■ **SOURCE EXCERPT**:
At the hearing, the Board took no action concerning the prior lapsing of Manila School District but a motion was passed *381 rescinding its action of January 12, 1962, which attached the former Manila School District to the three elementary school districts. The Board of Supervisors then passed a motion attaching all of Manila School District to Snowflake Elementary School District No. 5. On April 1, 1963, the superintendent of schools filed a new transcript of boundaries in accordance with the March 25, 1963, order.
The Winslow Common School District No. 1 and Winslow High School District filed an application for writ of certiorari in the superior court on March 27, 1963, naming the Board of Supervisors as respondents and asking the superior court to declare the March 25, 1963, order of the Board of Supervisors void on the grounds that the Board was without jurisdiction to change its former order of January 12, 1962.
A hearing was held on April 19, 1963, in the Superior Court of Navajo County before the Honorable Robert McGhee and the matter was taken under advisement. On August 1, 1963, a minute entry by Judge McGhee was entered stating that,
"the order of the Board of Supervisors made on March 25, 1963, wherein said Board ordered the previous order of the Board, dated January 12, 1962, be rescinded, was made without authority or jurisdiction in the premises and in excess of the jurisdiction of the Board and therefore void and of no force and effect, and that said order and resolution of said Board be, and the same is hereby annulled and set aside."
On the same date a formal written judgment to the same effect was signed and approved by Judge McGhee and filed with the clerk by attorney for the appellees, but Rule 58(d), Rules of Civil Procedure, 16 A.R.S.,[4] was not complied with in that the proposed judgment had not been served upon opposing counsel.
On August 13, 1963, the Board of Supervisors caused the assessment rolls to show that the territory of the former Manila Elementary School District was divided between Elementary Districts Nos. 1, 2 and 5, and between Winslow High School and Snowflake Union High School Districts.

■ **AIM**: Transcribe the passage of the Manila School District excerpt word for word, starting at "On the same" and ending at "upon opposing counsel.".

■ **RECORDS PROVIDED**:

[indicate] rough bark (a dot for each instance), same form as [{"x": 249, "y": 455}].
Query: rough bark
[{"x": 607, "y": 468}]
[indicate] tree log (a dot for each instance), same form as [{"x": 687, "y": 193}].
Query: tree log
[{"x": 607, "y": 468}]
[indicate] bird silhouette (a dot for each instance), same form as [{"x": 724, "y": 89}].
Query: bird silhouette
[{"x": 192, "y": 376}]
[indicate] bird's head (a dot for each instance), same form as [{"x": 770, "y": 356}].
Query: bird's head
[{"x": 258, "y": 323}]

■ **REPLY TO THE TASK**:
On the same date a formal written judgment to the same effect was signed and approved by Judge McGhee and filed with the clerk by attorney for the appellees, but Rule 58(d), Rules of Civil Procedure, 16 A.R.S.,[4] was not complied with in that the proposed judgment had not been served upon opposing counsel.